__WHAT IS EXPECTED__:
Extract every line between the one with "Where can the yellow" and the end of the entries, both included, word for word and free of pictures.

(Natural-language object grounding data)
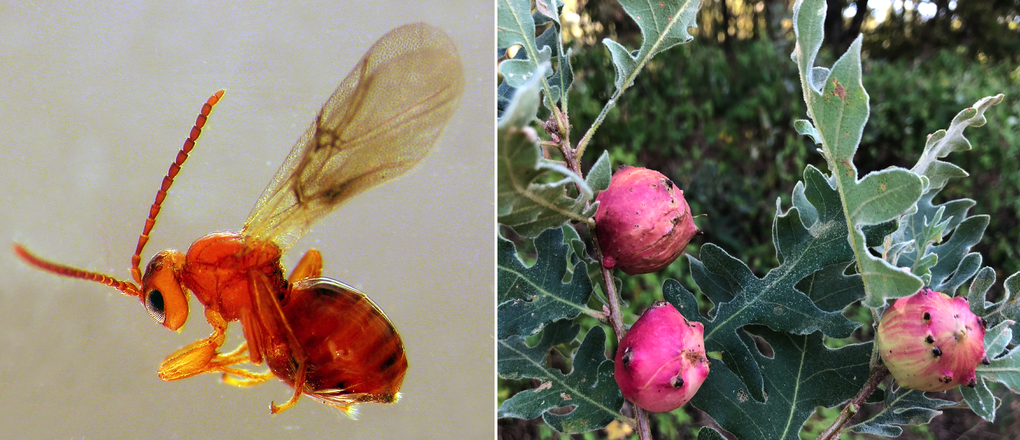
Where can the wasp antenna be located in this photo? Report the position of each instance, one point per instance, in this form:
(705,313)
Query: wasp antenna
(136,259)
(126,287)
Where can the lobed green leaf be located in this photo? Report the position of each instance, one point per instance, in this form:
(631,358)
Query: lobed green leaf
(590,389)
(530,297)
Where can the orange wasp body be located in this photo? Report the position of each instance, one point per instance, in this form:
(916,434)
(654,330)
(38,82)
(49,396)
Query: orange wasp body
(319,336)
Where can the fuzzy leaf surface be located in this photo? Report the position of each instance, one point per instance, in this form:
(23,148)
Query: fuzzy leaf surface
(837,104)
(515,27)
(663,25)
(803,376)
(530,297)
(590,388)
(905,406)
(810,254)
(531,192)
(1003,369)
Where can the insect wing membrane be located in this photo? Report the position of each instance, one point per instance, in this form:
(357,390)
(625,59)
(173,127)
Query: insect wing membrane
(379,123)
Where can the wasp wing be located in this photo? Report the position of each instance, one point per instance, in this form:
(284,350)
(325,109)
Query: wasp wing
(379,123)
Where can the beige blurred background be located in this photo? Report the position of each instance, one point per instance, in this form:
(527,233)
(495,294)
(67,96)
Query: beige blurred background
(95,102)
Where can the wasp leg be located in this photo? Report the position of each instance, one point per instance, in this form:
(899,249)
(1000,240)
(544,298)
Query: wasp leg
(201,356)
(271,316)
(244,378)
(240,377)
(309,266)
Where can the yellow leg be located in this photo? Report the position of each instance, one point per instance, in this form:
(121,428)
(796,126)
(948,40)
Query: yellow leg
(299,383)
(309,266)
(269,310)
(202,356)
(244,378)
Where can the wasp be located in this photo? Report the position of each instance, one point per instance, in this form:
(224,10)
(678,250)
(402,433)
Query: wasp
(319,336)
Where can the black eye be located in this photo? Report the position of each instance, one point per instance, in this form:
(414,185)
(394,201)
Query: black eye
(154,305)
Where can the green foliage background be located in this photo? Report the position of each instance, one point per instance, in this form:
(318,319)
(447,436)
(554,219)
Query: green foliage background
(721,127)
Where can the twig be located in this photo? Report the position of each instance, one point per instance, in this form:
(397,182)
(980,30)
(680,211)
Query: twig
(615,315)
(877,376)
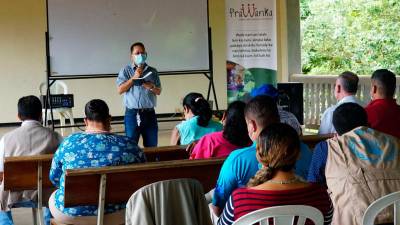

__RESULT FOR THIS TASK__:
Where can the yellow leg be located in this photo? Report the position of each instance, one point per instance, in this form:
(121,428)
(796,126)
(948,40)
Query: yellow leg
(299,383)
(309,266)
(269,310)
(202,356)
(244,378)
Where can the wasp be located in this photo? Report the position of each instance, one point per instance, in this form:
(224,10)
(678,250)
(402,433)
Query: wasp
(319,336)
Where can the black eye be located in this photo? Report the position of each instance, one point per instance, in this form:
(414,185)
(394,201)
Query: black eye
(154,305)
Where can the green foliage background be located in this photo? Report the position of each instance, one point per instance, in this form:
(318,319)
(447,436)
(554,219)
Query: green foliage background
(721,127)
Where can the twig be located in this photo? Report the position of each instance, one point per instance, in this form:
(397,182)
(980,30)
(680,211)
Query: twig
(615,315)
(877,376)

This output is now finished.